### TASK
Rewrite every line of the data below, replacing "drop one marker" with "place a single point" and leaving everything else untouched.

[Data on object locations]
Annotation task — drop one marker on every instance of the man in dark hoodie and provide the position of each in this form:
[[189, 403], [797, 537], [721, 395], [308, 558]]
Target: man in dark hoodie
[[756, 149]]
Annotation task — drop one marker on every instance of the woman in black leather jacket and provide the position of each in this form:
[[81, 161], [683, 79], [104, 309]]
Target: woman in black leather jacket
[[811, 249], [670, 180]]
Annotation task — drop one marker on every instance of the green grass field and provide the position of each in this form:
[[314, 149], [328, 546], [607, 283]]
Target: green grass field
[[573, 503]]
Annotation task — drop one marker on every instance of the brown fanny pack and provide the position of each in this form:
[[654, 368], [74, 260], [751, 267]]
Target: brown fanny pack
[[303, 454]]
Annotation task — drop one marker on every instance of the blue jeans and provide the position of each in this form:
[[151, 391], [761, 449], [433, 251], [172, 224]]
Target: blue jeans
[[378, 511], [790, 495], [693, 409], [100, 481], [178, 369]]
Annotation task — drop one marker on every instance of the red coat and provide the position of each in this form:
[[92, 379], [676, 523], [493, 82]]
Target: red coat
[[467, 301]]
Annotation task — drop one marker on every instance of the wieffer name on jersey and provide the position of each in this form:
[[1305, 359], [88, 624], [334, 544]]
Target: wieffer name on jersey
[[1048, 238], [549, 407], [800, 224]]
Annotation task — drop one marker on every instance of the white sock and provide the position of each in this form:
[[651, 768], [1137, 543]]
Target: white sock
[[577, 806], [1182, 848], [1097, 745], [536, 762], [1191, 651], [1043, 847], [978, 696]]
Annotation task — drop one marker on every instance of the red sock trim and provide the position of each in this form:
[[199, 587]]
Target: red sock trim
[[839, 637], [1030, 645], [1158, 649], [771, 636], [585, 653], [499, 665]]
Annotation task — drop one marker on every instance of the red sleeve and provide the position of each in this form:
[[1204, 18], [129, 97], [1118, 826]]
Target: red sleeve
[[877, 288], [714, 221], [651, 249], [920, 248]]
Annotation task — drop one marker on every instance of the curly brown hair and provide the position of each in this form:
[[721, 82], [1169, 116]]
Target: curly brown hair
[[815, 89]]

### TASK RESULT
Annotation task — place a single point on every instance of the man in dark hoodie and provide the position of each in this form:
[[189, 403], [797, 537], [721, 395], [308, 558]]
Target: man in dark hoodie
[[756, 149]]
Annotation task — place a single point on every instance of the woman in black leather jacket and provide the position of each in this form:
[[81, 161], [683, 79], [104, 309]]
Target: woman in black leather jacket
[[811, 249], [670, 180]]
Annotation task — place a single point on every instance of the green grass field and provide the position of each in this form:
[[314, 149], [328, 546], [607, 283]]
Target: green grass field
[[573, 503]]
Annotation task — place a single point on every instance of the brown fanny pack and provide the position of each in this form:
[[654, 368], [74, 260], [751, 267]]
Target: brown fanny pack
[[303, 454]]
Annotation task — place a single point on every instance of the blue jeans and provide the position of each in this form:
[[151, 391], [761, 449], [433, 251], [172, 224]]
Target: blue jeans
[[378, 511], [790, 495], [693, 409], [100, 481], [178, 369]]
Annotation task — place a single point on every instance of the red coat and provide the position of each in this form:
[[92, 379], [676, 523], [493, 82]]
Target: red coat
[[467, 301]]
Annotation task — place a single point on every instance of the wieffer name on jersey and provide the position of each in this form:
[[1305, 359], [88, 624], [334, 544]]
Target: wieffer name on jersey
[[1048, 238], [549, 407], [800, 224]]
Annotation task — place a single point on every instance of the white sock and provide the position of each in this form:
[[651, 768], [1137, 543]]
Target: white sock
[[577, 806], [1182, 848], [1097, 745], [536, 762], [1191, 651], [1043, 847], [978, 696]]
Annotation task — place a single point on every instance of the red sock trim and provide the position of each in this form:
[[199, 587]]
Target: red sock trim
[[839, 637], [1030, 645], [1158, 649], [771, 636], [585, 653], [499, 665]]
Annotation task — place a single point on every instance of the red sleeve and provide the position of each in this form:
[[1204, 18], [129, 97], [1118, 826]]
Target: red sleeve
[[877, 288], [714, 221], [651, 249], [920, 248]]
Annotation task — place a single point on every instance of the curly brown hair and provide the position of each in this form:
[[721, 82], [1169, 116]]
Target: curly brown hair
[[815, 89]]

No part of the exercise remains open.